- What you will do -
When the records are reproduced, each one must match exactly, and no picture may be kept.

- Information given -
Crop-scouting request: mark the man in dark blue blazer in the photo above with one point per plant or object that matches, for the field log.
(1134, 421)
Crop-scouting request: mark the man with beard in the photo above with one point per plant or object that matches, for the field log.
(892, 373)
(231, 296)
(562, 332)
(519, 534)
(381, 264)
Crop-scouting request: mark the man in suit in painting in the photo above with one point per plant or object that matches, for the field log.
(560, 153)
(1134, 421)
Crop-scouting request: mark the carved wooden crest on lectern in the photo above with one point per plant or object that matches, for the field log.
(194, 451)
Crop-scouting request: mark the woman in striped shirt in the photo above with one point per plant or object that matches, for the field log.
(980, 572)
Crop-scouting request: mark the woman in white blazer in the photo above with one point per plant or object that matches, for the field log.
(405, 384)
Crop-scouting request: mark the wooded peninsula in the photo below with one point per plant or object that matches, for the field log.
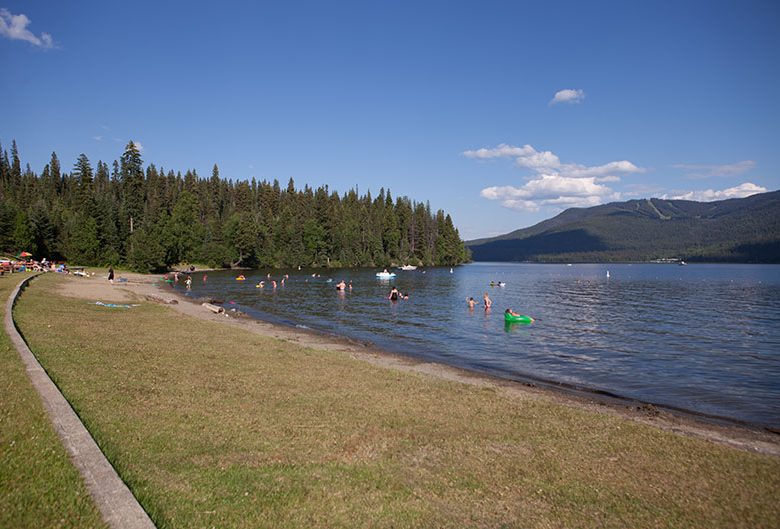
(150, 219)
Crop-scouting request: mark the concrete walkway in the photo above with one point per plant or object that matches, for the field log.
(116, 503)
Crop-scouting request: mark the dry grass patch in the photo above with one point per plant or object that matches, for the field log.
(214, 426)
(39, 487)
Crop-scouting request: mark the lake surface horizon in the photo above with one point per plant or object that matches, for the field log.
(702, 338)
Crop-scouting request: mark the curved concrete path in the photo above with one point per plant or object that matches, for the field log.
(116, 503)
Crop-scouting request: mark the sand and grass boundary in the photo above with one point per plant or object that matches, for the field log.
(217, 421)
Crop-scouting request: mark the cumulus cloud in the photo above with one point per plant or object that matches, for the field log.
(554, 183)
(569, 96)
(743, 190)
(14, 27)
(547, 162)
(710, 170)
(551, 190)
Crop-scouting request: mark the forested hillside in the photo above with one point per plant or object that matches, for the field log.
(735, 230)
(150, 219)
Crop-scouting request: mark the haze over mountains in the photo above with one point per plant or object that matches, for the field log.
(734, 230)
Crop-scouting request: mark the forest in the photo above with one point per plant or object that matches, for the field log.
(149, 220)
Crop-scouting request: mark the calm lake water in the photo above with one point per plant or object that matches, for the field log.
(702, 338)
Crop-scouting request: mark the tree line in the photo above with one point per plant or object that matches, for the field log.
(150, 220)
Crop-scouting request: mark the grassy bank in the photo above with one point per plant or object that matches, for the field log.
(39, 487)
(217, 427)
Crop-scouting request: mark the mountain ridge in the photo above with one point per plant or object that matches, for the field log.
(731, 230)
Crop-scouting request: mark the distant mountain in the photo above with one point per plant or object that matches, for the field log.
(735, 230)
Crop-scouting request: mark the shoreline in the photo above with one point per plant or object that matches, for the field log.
(719, 430)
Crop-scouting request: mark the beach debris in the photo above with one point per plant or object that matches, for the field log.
(164, 301)
(213, 308)
(115, 305)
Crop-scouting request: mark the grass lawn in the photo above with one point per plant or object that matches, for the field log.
(213, 426)
(39, 487)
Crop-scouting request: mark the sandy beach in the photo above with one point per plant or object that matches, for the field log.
(139, 288)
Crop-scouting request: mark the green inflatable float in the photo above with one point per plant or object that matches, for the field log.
(509, 318)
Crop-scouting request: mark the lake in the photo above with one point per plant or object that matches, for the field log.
(701, 338)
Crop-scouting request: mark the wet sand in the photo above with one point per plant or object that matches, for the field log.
(149, 289)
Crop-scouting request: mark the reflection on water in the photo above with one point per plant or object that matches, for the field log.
(701, 337)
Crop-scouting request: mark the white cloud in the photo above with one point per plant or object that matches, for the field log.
(711, 170)
(555, 183)
(547, 162)
(552, 190)
(569, 96)
(14, 27)
(743, 190)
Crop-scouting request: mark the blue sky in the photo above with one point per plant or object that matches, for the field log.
(501, 113)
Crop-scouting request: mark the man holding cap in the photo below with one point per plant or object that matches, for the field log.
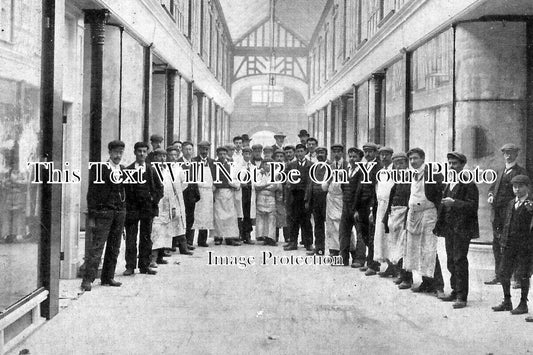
(517, 244)
(106, 204)
(500, 193)
(457, 222)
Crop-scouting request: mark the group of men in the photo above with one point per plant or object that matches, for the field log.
(383, 226)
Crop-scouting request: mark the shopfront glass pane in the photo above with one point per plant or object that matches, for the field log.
(20, 138)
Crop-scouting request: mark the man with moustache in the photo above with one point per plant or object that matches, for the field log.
(299, 217)
(203, 212)
(191, 194)
(106, 204)
(142, 206)
(500, 193)
(316, 202)
(457, 222)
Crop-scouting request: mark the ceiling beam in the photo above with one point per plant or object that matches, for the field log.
(267, 51)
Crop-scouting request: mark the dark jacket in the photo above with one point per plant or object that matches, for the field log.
(461, 218)
(142, 200)
(191, 194)
(304, 174)
(106, 196)
(517, 224)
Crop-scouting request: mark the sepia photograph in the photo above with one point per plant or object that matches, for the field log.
(266, 177)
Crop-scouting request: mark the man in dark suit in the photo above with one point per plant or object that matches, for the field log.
(107, 212)
(280, 138)
(298, 215)
(500, 193)
(316, 203)
(142, 206)
(517, 245)
(457, 222)
(347, 222)
(366, 205)
(191, 195)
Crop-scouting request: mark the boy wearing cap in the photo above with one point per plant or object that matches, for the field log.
(106, 204)
(500, 193)
(457, 222)
(517, 244)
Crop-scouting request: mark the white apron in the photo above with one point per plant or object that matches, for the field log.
(203, 211)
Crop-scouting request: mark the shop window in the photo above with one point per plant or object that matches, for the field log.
(266, 95)
(6, 20)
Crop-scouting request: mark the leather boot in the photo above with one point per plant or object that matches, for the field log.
(521, 309)
(506, 305)
(182, 246)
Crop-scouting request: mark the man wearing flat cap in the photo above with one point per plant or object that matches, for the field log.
(421, 242)
(394, 221)
(156, 140)
(367, 205)
(225, 214)
(457, 222)
(280, 139)
(517, 245)
(299, 217)
(315, 200)
(106, 204)
(382, 247)
(257, 155)
(303, 135)
(500, 193)
(334, 201)
(203, 211)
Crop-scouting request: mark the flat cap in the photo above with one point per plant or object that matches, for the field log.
(160, 151)
(370, 145)
(418, 151)
(356, 150)
(509, 146)
(459, 156)
(303, 133)
(115, 144)
(386, 150)
(520, 180)
(399, 155)
(156, 138)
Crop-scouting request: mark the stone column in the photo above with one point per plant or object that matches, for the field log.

- Solution to this exercise -
Crop-scouting request: mark the man in dark blue blazer in the photo above with one point per plant or object that matches, for the field log.
(1134, 421)
Crop-scouting request: mark the man with beard in the photo above with one point per plant or object that matches, for the field log.
(892, 373)
(231, 296)
(562, 332)
(519, 534)
(381, 264)
Crop-scouting request: mark the man in suit in painting in the photo above with one point per plant or object that matches, for the field log.
(560, 153)
(1134, 421)
Crop-scouting request: mark the carved wooden crest on lectern in the photo above with one point per plant or object that matches, for the field log.
(194, 451)
Crop-scouting request: mark the woman in striped shirt in the photo above with one point per plant or object that matches, for the field log.
(980, 572)
Crop-scouting request: mark the woman in white blazer in the photo above with one point per plant or object that matches, for the field log.
(405, 384)
Crop-scouting request: mark the wooded peninsula in the photo below with one point per plant or object that matches, for the field log.
(150, 219)
Crop-scouting request: mark the concrete walkway in the photo above with one point per plant or object that matches, for the field log.
(116, 503)
Crop-scouting request: mark the dry grass patch in the photo above with one point per plant or object that matches, for the field log.
(214, 426)
(39, 487)
Crop-scouting request: mark the lake surface horizon in the photo above with one point per plant or object that matches, for the field log.
(702, 338)
Crop-scouting request: mark the curved concrete path in the photo above with one point per plant or object that matches, for the field log.
(116, 503)
Crop-scouting request: mark the sand and grass boundary in the photo above with one point per plant or object that matches, for the field log.
(217, 421)
Crop-scouting request: mark the cumulus cloud in the photo above with one point per plant or object that matches, for the field log.
(554, 183)
(569, 96)
(743, 190)
(14, 27)
(547, 162)
(710, 170)
(551, 190)
Crop-scouting request: mark the forested hillside in the photo above with one point per plant or object that matches, for the field log.
(735, 230)
(150, 219)
Crop-scouting request: mark the haze over mountains in the photo above with one point per plant or object that matches, for the field log.
(734, 230)
Crop-scouting request: mark the forest in the photo above with one point per plant or object that matches, for the field log.
(149, 220)
Crop-scouting request: mark the calm lake water in the photo above with one point per plant or object that matches, for the field log.
(702, 338)
Crop-scouting request: mark the tree line in the photo above with one point per plant or object that matches, for the field log.
(150, 220)
Crop-scouting request: mark the grassy bank in the photo above with one point per plant or object that matches, for the field log.
(39, 487)
(217, 427)
Crop-scouting request: mark the mountain ridge in the photo above with one point per plant or object that matches, for the field log.
(731, 230)
Crop-scouting request: mark the distant mountain in the photo above with one point per plant or object that matches, for the field log.
(735, 230)
Crop-scouting request: mark the shoreline in the photo above with one point per plant or object that matches, for the field log.
(719, 430)
Crop-scouting request: mark the beach debris in the photo above with one point per plant or object that matches, for the field log.
(164, 301)
(213, 308)
(115, 305)
Crop-scouting request: mark the grass lawn in the photo above with one point per plant or object that matches, for the field log.
(213, 426)
(39, 487)
Crop-scouting request: mark the sandy beach in the photo above with one point per plant or object that matches, for the field log.
(139, 288)
Crop-scouting request: mark the green inflatable float in the photo above with one point per plant or object that matches, for the field log.
(509, 318)
Crop-scouting request: mark the lake in the photo above with one point per plant or object that matches, for the field log.
(701, 338)
Crop-scouting request: mark the wet sand in the photo above with one point per plant or object that matches, for the field log.
(149, 289)
Crop-scouting request: mark the reflection on water in the photo above with one point per plant or object that matches, for the field log.
(701, 337)
Crop-scouting request: mark the white cloud in the photo above with one point per plant or object that matches, for the field log.
(711, 170)
(555, 183)
(547, 162)
(552, 190)
(569, 96)
(14, 27)
(743, 190)
Crop-scouting request: mark the blue sky in the photo above with one point per plant or object that matches, for the field log.
(501, 113)
Crop-scouting request: mark the man holding cap in the photo below with one point per plant or object that matches, for the field log.
(517, 244)
(106, 204)
(500, 193)
(457, 222)
Crop-scouting request: mark the group of men in the photo above with one point per plant or object that matches, for the field log.
(383, 226)
Crop-scouting request: mark the shopfront glass pane in the photo above with one point per plant or object that matches, for the field log.
(20, 138)
Crop-scouting request: mark the man with moustache in the photo above with one point per plant or object that matches, for the field log.
(299, 217)
(203, 212)
(191, 194)
(106, 204)
(142, 206)
(500, 193)
(316, 202)
(457, 222)
Crop-scouting request: mark the ceiling beam in the photo above with one point per plant or object that matches, for the field log.
(267, 51)
Crop-scouting request: mark the dark jacket in the photo above with one point per plant or object that matches, for the field log.
(461, 218)
(142, 200)
(191, 194)
(304, 174)
(106, 196)
(517, 224)
Crop-scouting request: mark the sepia photograph in the photo above with one point per plant or object that matches, for the field log.
(266, 177)
Crop-scouting request: mark the man in dark suit in the photo above with one point per plant or object that matches, for the field log.
(107, 212)
(280, 138)
(298, 215)
(500, 193)
(316, 203)
(142, 206)
(517, 245)
(457, 222)
(347, 222)
(366, 205)
(191, 195)
Crop-scouting request: mark the boy wearing cap in the photo above with one point per plant or object that matches, for the field log.
(106, 204)
(500, 193)
(457, 222)
(517, 244)
Crop-scouting request: mark the white apron in the photo above with one point per plant or object that matches, for the field log.
(203, 211)
Crop-scouting request: mark the shop window in the photo above with one point per plant or object that matches, for the field log.
(266, 95)
(6, 20)
Crop-scouting request: mark the leather boot in the photo above with one point per plant or object that matches, for the field log.
(521, 309)
(506, 305)
(182, 246)
Crop-scouting request: mark the man wearing flat cap in the photo above with one point per plant or object that matches, for the field log.
(421, 242)
(394, 221)
(156, 140)
(367, 205)
(225, 214)
(457, 222)
(280, 139)
(517, 245)
(299, 217)
(315, 200)
(106, 204)
(382, 247)
(257, 155)
(303, 135)
(500, 193)
(334, 201)
(203, 211)
Crop-scouting request: mark the flat cap in the photo above with one point per plant or object that matches, for the field log.
(160, 151)
(370, 145)
(418, 151)
(356, 150)
(509, 146)
(459, 156)
(303, 133)
(115, 144)
(386, 150)
(520, 180)
(399, 155)
(156, 138)
Crop-scouting request: mark the stone column in the photo above with one point per plant or object that matches, for the field log.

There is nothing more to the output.